**TASK GOAL:**
Find the word "person" in the data, then copy each line where it is found.

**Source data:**
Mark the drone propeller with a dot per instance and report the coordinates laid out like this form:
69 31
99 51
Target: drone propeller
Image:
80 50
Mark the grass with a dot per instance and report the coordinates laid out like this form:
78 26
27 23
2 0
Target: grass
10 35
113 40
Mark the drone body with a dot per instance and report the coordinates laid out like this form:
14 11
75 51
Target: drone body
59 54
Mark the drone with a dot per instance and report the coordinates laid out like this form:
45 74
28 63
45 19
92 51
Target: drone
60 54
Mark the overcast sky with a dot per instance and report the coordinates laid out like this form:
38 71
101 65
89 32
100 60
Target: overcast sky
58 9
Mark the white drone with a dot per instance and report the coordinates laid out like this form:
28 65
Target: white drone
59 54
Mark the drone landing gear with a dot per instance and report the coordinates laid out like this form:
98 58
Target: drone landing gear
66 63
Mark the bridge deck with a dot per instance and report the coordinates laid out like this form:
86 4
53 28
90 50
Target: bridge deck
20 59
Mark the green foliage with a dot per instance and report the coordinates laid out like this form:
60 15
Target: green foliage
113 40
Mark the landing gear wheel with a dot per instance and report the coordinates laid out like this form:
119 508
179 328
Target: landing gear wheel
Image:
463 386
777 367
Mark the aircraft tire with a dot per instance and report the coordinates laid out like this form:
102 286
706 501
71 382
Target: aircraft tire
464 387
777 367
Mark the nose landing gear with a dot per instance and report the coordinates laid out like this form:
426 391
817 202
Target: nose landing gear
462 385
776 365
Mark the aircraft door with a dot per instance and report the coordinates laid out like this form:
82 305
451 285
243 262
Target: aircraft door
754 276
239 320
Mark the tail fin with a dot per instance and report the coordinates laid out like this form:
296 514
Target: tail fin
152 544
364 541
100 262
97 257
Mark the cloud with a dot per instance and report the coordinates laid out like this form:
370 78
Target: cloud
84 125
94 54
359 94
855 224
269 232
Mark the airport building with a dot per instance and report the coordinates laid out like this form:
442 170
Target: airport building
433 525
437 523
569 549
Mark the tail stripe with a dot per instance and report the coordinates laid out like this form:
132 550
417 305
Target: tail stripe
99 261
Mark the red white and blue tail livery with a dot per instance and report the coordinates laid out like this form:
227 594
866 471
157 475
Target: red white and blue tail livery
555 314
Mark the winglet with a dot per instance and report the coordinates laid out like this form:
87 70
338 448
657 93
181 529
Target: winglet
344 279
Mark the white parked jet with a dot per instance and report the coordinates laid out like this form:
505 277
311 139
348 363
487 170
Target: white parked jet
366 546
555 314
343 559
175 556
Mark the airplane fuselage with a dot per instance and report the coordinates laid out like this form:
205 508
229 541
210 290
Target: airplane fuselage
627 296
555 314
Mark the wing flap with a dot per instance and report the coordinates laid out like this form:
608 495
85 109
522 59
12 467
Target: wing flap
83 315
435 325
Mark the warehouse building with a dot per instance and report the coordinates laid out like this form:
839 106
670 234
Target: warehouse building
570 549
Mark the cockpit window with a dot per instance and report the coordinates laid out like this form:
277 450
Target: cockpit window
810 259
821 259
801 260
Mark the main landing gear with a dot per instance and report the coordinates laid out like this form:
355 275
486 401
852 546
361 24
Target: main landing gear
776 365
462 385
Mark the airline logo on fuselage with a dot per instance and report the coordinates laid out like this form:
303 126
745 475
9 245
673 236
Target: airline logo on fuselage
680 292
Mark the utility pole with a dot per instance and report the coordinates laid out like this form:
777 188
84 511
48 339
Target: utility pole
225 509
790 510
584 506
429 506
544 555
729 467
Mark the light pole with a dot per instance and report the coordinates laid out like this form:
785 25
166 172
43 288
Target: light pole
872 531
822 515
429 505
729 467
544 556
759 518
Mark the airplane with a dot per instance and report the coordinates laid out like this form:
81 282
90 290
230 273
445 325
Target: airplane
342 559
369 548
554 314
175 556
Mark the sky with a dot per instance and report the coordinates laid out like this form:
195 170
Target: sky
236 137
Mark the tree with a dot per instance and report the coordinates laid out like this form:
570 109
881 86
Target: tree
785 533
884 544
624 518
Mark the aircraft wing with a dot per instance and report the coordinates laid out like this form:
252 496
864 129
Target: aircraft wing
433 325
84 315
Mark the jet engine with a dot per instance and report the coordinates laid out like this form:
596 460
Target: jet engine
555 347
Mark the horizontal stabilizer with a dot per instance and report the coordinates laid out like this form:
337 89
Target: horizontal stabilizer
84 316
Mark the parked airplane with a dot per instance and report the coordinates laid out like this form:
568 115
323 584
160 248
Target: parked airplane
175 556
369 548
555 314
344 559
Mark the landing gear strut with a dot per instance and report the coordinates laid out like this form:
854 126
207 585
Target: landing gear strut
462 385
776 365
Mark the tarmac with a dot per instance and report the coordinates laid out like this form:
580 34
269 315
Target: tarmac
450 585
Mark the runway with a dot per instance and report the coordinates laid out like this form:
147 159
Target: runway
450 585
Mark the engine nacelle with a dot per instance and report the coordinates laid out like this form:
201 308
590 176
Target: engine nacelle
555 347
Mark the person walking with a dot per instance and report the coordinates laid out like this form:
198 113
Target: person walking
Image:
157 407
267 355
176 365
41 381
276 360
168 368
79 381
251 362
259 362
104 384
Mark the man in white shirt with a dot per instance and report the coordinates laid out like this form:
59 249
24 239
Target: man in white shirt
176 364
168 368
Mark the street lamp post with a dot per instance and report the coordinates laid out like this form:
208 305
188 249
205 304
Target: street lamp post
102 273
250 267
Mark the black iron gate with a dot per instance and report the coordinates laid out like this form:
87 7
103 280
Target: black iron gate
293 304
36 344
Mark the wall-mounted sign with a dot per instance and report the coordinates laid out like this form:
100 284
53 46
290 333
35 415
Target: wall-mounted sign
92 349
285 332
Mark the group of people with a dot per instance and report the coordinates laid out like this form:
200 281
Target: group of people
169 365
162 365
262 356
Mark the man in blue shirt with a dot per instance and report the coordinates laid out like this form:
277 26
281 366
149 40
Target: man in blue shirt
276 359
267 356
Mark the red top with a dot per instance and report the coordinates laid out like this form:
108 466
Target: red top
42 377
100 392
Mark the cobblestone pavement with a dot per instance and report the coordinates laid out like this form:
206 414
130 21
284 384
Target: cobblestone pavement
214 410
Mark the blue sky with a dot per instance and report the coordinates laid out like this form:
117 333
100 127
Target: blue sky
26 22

**ANSWER FOR THE TASK:**
Mark the person walking with a dot per instance and report the coordinates laid out like this form:
Target: person walking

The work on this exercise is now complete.